# WHAT NEEDS TO BE DONE
Copy the line with "whole pile of" and all lines following it through the last line of the entries, exactly as written.

# SUPPLIED DATA

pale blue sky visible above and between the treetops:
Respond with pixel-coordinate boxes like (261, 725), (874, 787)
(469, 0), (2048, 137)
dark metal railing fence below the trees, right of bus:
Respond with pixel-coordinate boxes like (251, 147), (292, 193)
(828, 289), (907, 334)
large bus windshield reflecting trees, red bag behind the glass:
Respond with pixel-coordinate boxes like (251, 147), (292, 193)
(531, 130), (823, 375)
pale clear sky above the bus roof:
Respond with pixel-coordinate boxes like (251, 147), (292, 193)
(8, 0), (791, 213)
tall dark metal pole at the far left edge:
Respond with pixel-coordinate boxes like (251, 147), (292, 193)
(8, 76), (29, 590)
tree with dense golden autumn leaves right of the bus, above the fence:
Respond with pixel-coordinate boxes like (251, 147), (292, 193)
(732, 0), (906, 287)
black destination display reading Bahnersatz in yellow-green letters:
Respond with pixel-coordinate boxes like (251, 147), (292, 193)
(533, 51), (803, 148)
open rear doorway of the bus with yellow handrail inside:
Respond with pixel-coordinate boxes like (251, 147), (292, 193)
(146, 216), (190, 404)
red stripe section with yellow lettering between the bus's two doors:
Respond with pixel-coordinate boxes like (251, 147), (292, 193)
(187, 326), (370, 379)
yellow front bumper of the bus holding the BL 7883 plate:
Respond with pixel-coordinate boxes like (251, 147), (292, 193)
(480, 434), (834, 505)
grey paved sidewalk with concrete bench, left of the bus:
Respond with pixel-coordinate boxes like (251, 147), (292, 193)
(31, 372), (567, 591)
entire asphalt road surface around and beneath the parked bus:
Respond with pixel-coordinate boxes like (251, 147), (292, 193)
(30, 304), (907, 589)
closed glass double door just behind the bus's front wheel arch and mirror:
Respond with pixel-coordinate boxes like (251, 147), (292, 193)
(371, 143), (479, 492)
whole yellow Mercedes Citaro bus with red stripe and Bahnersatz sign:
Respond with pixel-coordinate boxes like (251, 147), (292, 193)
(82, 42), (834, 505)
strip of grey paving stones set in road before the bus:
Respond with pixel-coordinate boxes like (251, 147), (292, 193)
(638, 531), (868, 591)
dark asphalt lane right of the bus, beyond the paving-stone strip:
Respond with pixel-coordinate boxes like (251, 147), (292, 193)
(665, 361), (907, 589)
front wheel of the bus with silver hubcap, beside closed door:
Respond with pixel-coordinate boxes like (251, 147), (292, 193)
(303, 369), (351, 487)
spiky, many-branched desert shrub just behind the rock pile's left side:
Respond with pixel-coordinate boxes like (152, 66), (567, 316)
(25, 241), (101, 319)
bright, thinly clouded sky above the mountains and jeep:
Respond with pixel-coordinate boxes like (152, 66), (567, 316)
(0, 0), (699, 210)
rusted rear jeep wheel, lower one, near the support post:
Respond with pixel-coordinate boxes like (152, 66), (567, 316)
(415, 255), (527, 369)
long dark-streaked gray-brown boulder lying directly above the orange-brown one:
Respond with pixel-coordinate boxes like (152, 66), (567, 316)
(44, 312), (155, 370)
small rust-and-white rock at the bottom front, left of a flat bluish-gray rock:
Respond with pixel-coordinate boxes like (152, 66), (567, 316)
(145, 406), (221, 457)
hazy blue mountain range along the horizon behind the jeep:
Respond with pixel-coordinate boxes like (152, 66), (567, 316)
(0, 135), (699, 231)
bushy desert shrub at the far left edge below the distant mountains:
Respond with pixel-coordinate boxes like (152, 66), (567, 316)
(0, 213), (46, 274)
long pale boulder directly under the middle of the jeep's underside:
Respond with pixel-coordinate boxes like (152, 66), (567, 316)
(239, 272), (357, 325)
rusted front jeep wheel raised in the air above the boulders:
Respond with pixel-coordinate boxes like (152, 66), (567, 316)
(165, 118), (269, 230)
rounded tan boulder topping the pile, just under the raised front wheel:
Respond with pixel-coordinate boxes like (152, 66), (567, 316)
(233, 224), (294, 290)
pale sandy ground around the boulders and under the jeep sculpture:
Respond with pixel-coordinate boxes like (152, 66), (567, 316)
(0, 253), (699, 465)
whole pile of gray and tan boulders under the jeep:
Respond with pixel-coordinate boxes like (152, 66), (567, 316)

# OUTPUT BELOW
whole pile of gray and tan boulders under the jeep:
Respond with pixel-coordinate boxes like (152, 66), (567, 316)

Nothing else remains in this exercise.